> **GIVEN EXERCISE**: Skip the pictures. Transcribe the rest of the data below without changing a word.

> **RECORDS FOR THIS EXERCISE**:
--
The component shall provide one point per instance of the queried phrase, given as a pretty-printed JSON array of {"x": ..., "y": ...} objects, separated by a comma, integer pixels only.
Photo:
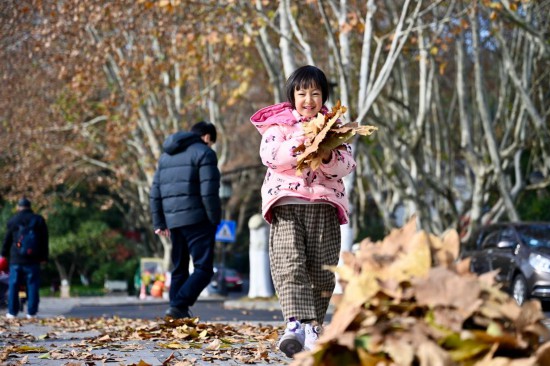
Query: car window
[
  {"x": 475, "y": 242},
  {"x": 508, "y": 234},
  {"x": 535, "y": 235},
  {"x": 491, "y": 240}
]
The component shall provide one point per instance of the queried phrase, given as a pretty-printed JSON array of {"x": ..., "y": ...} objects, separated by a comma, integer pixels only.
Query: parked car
[{"x": 520, "y": 251}]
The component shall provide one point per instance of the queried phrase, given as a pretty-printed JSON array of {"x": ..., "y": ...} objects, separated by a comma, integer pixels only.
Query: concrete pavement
[{"x": 53, "y": 339}]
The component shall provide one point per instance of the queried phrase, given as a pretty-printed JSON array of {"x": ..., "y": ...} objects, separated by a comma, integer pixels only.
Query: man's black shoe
[{"x": 177, "y": 313}]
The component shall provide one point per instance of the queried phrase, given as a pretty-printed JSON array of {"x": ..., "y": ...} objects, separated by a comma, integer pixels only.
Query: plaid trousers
[{"x": 304, "y": 238}]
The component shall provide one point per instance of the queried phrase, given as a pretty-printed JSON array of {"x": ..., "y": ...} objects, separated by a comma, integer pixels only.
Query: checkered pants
[{"x": 304, "y": 238}]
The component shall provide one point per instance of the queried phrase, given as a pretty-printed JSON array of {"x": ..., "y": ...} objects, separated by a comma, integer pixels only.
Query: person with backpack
[{"x": 26, "y": 247}]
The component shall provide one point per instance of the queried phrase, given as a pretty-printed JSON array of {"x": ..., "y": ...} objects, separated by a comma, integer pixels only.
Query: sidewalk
[{"x": 54, "y": 340}]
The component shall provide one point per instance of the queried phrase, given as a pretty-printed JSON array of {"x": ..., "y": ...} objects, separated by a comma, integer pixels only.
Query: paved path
[{"x": 53, "y": 339}]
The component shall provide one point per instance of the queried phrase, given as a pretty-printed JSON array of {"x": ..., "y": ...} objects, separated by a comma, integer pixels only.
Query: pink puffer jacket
[{"x": 281, "y": 132}]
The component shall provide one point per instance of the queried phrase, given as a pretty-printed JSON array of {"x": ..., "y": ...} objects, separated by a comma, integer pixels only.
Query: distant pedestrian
[
  {"x": 305, "y": 211},
  {"x": 24, "y": 262},
  {"x": 185, "y": 206}
]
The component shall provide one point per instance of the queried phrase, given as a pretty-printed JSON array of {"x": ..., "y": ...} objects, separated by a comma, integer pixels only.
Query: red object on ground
[{"x": 3, "y": 264}]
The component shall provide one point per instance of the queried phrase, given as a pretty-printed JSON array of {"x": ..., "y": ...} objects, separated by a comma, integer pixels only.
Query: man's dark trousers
[{"x": 198, "y": 241}]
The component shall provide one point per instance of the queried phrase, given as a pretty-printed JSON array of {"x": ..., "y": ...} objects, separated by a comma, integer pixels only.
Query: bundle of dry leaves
[
  {"x": 408, "y": 301},
  {"x": 325, "y": 133}
]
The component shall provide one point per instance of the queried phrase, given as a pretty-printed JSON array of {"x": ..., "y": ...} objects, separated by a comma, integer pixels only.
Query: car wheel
[{"x": 519, "y": 289}]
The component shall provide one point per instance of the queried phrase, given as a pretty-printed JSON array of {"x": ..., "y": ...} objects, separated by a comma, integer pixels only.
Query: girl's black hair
[{"x": 306, "y": 77}]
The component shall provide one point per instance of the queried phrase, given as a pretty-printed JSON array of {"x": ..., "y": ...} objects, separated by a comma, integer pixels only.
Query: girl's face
[{"x": 308, "y": 101}]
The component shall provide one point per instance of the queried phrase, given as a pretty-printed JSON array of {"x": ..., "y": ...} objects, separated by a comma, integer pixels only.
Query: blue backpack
[{"x": 27, "y": 242}]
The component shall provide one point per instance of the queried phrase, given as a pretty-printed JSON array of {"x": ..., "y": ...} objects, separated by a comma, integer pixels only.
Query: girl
[{"x": 304, "y": 211}]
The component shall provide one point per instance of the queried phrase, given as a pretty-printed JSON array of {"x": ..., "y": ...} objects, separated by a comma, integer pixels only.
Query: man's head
[
  {"x": 23, "y": 204},
  {"x": 207, "y": 131}
]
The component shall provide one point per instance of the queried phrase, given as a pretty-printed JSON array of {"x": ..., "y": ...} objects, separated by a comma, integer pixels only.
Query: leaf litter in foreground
[
  {"x": 408, "y": 300},
  {"x": 113, "y": 337}
]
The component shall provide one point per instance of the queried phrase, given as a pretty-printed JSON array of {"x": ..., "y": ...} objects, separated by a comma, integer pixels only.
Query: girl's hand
[
  {"x": 163, "y": 232},
  {"x": 326, "y": 156}
]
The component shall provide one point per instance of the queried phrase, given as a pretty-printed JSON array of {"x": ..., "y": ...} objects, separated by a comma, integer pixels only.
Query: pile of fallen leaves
[
  {"x": 112, "y": 340},
  {"x": 325, "y": 133},
  {"x": 408, "y": 301}
]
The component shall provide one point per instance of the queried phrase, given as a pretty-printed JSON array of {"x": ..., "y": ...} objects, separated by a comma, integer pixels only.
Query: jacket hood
[
  {"x": 274, "y": 114},
  {"x": 180, "y": 141}
]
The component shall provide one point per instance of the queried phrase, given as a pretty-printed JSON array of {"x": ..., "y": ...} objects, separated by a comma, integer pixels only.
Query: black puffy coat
[
  {"x": 23, "y": 217},
  {"x": 186, "y": 185}
]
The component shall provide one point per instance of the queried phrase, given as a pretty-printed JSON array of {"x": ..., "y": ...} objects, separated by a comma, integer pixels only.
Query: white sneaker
[
  {"x": 292, "y": 340},
  {"x": 312, "y": 333}
]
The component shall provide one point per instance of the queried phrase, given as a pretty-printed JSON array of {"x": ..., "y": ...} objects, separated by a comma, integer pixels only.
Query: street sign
[{"x": 226, "y": 231}]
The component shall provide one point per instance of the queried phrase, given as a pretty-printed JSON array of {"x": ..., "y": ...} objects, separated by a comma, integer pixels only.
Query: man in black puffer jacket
[
  {"x": 25, "y": 268},
  {"x": 185, "y": 206}
]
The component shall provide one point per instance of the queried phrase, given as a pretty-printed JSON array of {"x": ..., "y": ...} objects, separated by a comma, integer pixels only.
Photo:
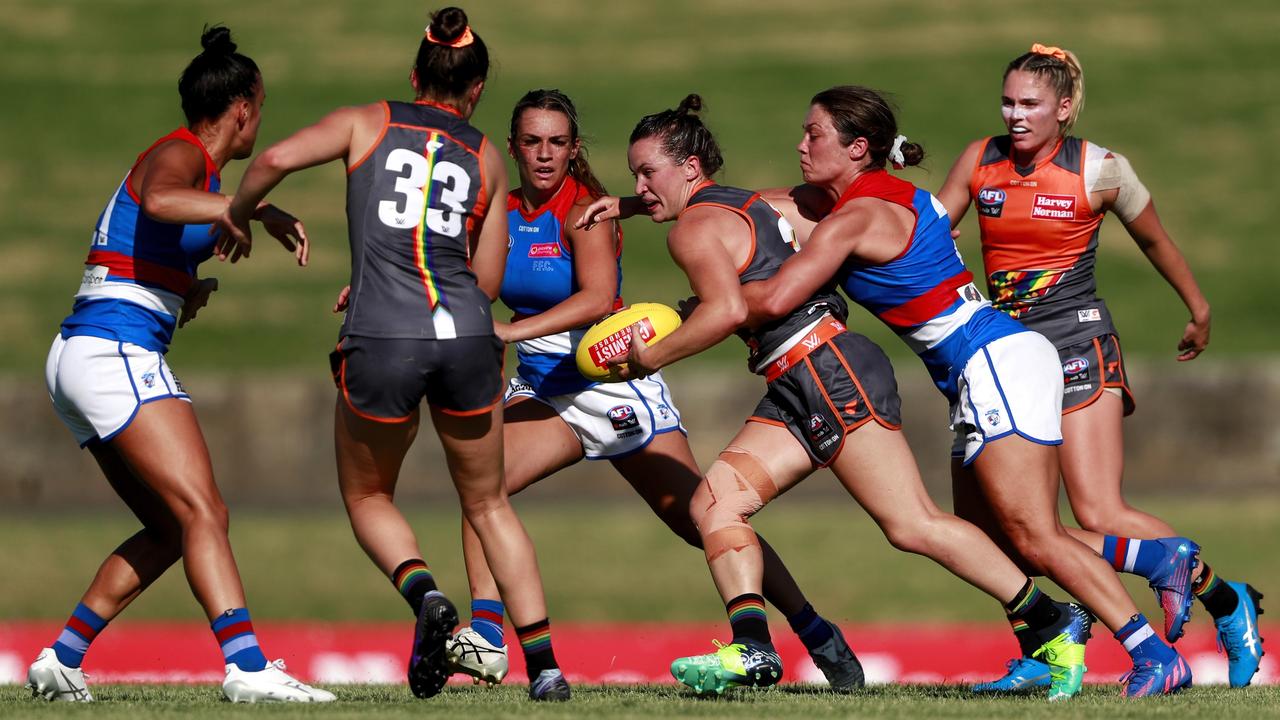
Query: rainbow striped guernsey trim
[
  {"x": 421, "y": 235},
  {"x": 536, "y": 638},
  {"x": 1206, "y": 582},
  {"x": 408, "y": 574},
  {"x": 745, "y": 609}
]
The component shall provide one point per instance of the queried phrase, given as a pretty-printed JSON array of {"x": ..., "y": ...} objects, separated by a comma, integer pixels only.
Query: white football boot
[
  {"x": 470, "y": 654},
  {"x": 269, "y": 684},
  {"x": 50, "y": 679}
]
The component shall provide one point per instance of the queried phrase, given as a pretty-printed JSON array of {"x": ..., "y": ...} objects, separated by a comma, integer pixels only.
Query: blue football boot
[
  {"x": 1238, "y": 636},
  {"x": 1024, "y": 674},
  {"x": 1171, "y": 583}
]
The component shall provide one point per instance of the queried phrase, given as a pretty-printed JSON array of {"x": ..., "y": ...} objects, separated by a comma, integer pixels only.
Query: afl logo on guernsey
[
  {"x": 1054, "y": 206},
  {"x": 991, "y": 201},
  {"x": 624, "y": 418}
]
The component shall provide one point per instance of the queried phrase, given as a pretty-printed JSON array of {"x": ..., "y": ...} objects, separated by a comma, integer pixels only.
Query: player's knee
[
  {"x": 680, "y": 518},
  {"x": 908, "y": 537},
  {"x": 1100, "y": 516}
]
--
> **OUTPUT FOR THIS EXERCISE**:
The component shall provide one point per instance of the queried phrase, given as a pretty-printed JSON array of {"x": ..., "y": ...} objects, separated by a comma, integer pixels only.
Photo:
Query: car window
[
  {"x": 475, "y": 242},
  {"x": 508, "y": 234},
  {"x": 535, "y": 235},
  {"x": 491, "y": 240}
]
The component shall provide one point per instance of the queried phrase, given as a pretty-printed JSON array of {"x": ..., "y": ...} objects, separated by a comma, integer pixels only.
Query: parked car
[{"x": 520, "y": 251}]
The component shall provide one point per instance of the queried phrase, given as a pretty-printed JSON array of {"x": ..., "y": ...} objects, separated by a comma, integer pixels only.
Query: concrete pavement
[{"x": 53, "y": 339}]
The component shall provide one point per instance of the queried phrase, given as a pretty-printed JSON array of {"x": ..., "y": ...} objects, separated by a comma, integer pixels only.
Query: man's black shoe
[{"x": 177, "y": 313}]
The component shall provide one point per instance of the queried phrase, given as a pretty-printed JSON array of {"x": ..., "y": ...} objects, separated by a comma, integer pixels only.
Query: plaid trousers
[{"x": 304, "y": 238}]
The component shall provide one point per instance of the queried phrase, given as a pretty-printed JSON array of {"x": ..., "y": ...} objects, separated by a comma, integer pixels only.
Query: checkered pants
[{"x": 304, "y": 238}]
The component shall provide one point per instance of the queried phrase, given as a pretty-printed JSON array of {"x": ..., "y": ...} objects, separated by a comma, integer pixels only.
Query: person with backpack
[{"x": 26, "y": 247}]
The component shall provide one point per instance of the queried phrase, given as a pretty-printed JSON array of {"x": ..., "y": ...} objects, separated by a comma, integer pixels only.
Query: sidewalk
[{"x": 54, "y": 340}]
The component shall provide one point per instance of the queried phrase, given as a pretty-printed JSON array of {"x": ..., "y": ...} objects, separated by a comma, integer pixels only.
Query: paved path
[{"x": 53, "y": 339}]
The component shall provide one point per instance of the queried phrase, given as a pretty-printed JSON array of {"x": ..., "y": ...} objects, separated by a comma, integer pixels only.
Query: pink puffer jacket
[{"x": 281, "y": 132}]
The component shall provide one point per instance of the queried phrase, given as a pretty-printed JSON array of {"x": ..., "y": ...} objects, separated by a comma, integer pixels only.
Query: distant pedestrian
[
  {"x": 305, "y": 211},
  {"x": 24, "y": 262},
  {"x": 185, "y": 206}
]
The component shall provide one point per instance of the queried phrase, given as a pretty-printed JSON array of {"x": ..., "y": ...} objects, separated by a comma, integer pixels only.
Query: red object on ground
[{"x": 3, "y": 264}]
The component shall provide one point per instance of the queried phrase, given as a pretty-printed JSON array of {"x": ..., "y": ...} objects, separated by a comma, integer pixels only.
Query: man's dark trousers
[{"x": 198, "y": 241}]
The component shall provide one point per instance of the queried phrase, given as a pretty-printed JSON array of {"x": ..., "y": ...} objects, separated by a comma, integer pixels only.
Query: bundle of dry leaves
[
  {"x": 408, "y": 301},
  {"x": 325, "y": 133}
]
The component shall provide one point per instance of the queried phrase, given as a pretty-printed JSON array of {"x": ..., "y": ...} objects, separated by a comma, integer pixels only.
Query: car wheel
[{"x": 519, "y": 289}]
The component shall provide one point per instance of the queried phrase, given as a pretty-printed JSON array of {"x": ..., "y": ...} objects, separated by a comma, integer pixels only.
Query: girl's black hair
[{"x": 306, "y": 77}]
The component shall provide one point per instance of the queried phrase, given as a pretty-printed JSON array of {"x": ..., "y": ...} objects, separated by a comma, integer pixels only.
Query: girl's face
[{"x": 308, "y": 101}]
The component shall provide one point per instance of the queried phrase, given as a pretty-printed JSON array of {"x": ..., "y": ...} objects, separated by a comma, integer pixels only.
Query: blue backpack
[{"x": 27, "y": 242}]
The component shall provide one point per instance of the queried phrase, given as a pretty-printed JSON array of {"x": ..., "y": ...} objects, separated by a comma, integer pixels only.
Query: girl
[{"x": 304, "y": 211}]
The component shall provide one point per instance of the queried phrase, given as a pretty-printed JSON array of {"x": ..., "y": ...} objects, separated by a comma, integer pixels only.
Query: man's head
[
  {"x": 23, "y": 204},
  {"x": 207, "y": 131}
]
The component shall provide one point per instance of the queried phrase, given as a pretty-printed JSON array of {"x": ..., "y": ...} objects, separated by a comma, integer pixels only.
Query: leaf litter in foreground
[
  {"x": 408, "y": 300},
  {"x": 113, "y": 337}
]
The component shall provide one point per instance of the queried phrase, given as a pretty-printed JSON array of {"x": ..., "y": ...} objects, separated by a comma, integer pixels only.
Query: girl's hand
[
  {"x": 163, "y": 232},
  {"x": 326, "y": 156}
]
The component shall provide one point per instance of the queried phrase, given as a pretty-printed JSON array of {"x": ..., "y": ...} objects, separated by a comma, integer pixels only.
Query: pile of fallen leaves
[
  {"x": 112, "y": 340},
  {"x": 325, "y": 133},
  {"x": 408, "y": 301}
]
The component shall provide one point per instance of the queried phrase, given as a pretty-printed JSON array of {"x": ..., "y": ...} objects, separated by a comma, integer pixels only.
Query: jacket hood
[
  {"x": 274, "y": 114},
  {"x": 180, "y": 141}
]
The component shall provide one point per instance of the queried phrase, given as a pretty-printed JSON array of {"x": ..., "y": ...} objects, separated by a comma, integer pixels only.
Query: black puffy coat
[
  {"x": 23, "y": 217},
  {"x": 186, "y": 185}
]
The component shall provide one point per instance of the queried phrase, given as a pretty-printed JSON array of {"x": ..., "y": ...} objects, separated by a comma, integer pixels only.
Query: white sneaker
[
  {"x": 292, "y": 340},
  {"x": 312, "y": 333}
]
The component shall provide one point per instance of the queried phrase, given as a pretty-printed JSON array of {"x": ..., "y": ...} objects, separated by a comma, integer pixels only.
Query: street sign
[{"x": 226, "y": 231}]
The component shall provide one point per instance of the queried phrase, given as a pretty-printed JSON array of {"x": ..., "y": ...} objects, separated by a comma, integer pixels only.
Query: man in black puffer jacket
[
  {"x": 25, "y": 268},
  {"x": 185, "y": 206}
]
The component shall provide one point per instance of the queried phrase, given as a pretty-printed JSON array of {"x": ..., "y": ...} objects, separated by a comma, integer pixels only.
Photo:
Query: rainbow striped guernsey trim
[
  {"x": 421, "y": 235},
  {"x": 536, "y": 638},
  {"x": 1206, "y": 582},
  {"x": 408, "y": 574},
  {"x": 745, "y": 609}
]
The component shall provide one point per instance of the queried phrase, given as a pretty-printed JSON array of {"x": ..., "y": ...} objects, separated by a comma, integer pixels only.
Query: white football boot
[
  {"x": 470, "y": 654},
  {"x": 269, "y": 684},
  {"x": 50, "y": 679}
]
The component shall provide one point per instance of the queried phrase, given as a pretty-printed JSON array of {"x": ..., "y": ...} objects, separated by a comma, integer pixels only.
Query: blue football boot
[
  {"x": 1238, "y": 636},
  {"x": 1024, "y": 674},
  {"x": 1171, "y": 583}
]
The component shall provide one point per instance of the queried phrase, given as a pretty-printed JSON array of {"x": ..., "y": ...} objects, separated by a comma, integer pixels only.
Query: afl logo on guernsey
[
  {"x": 1054, "y": 206},
  {"x": 991, "y": 201},
  {"x": 624, "y": 418}
]
The component shall provide one point per instance of the queried phrase, given as a pretty-printed JSON array of {"x": ..., "y": ...} objects, separated by a comma, integer pixels only.
Query: player's knee
[
  {"x": 680, "y": 518},
  {"x": 908, "y": 537},
  {"x": 1100, "y": 516}
]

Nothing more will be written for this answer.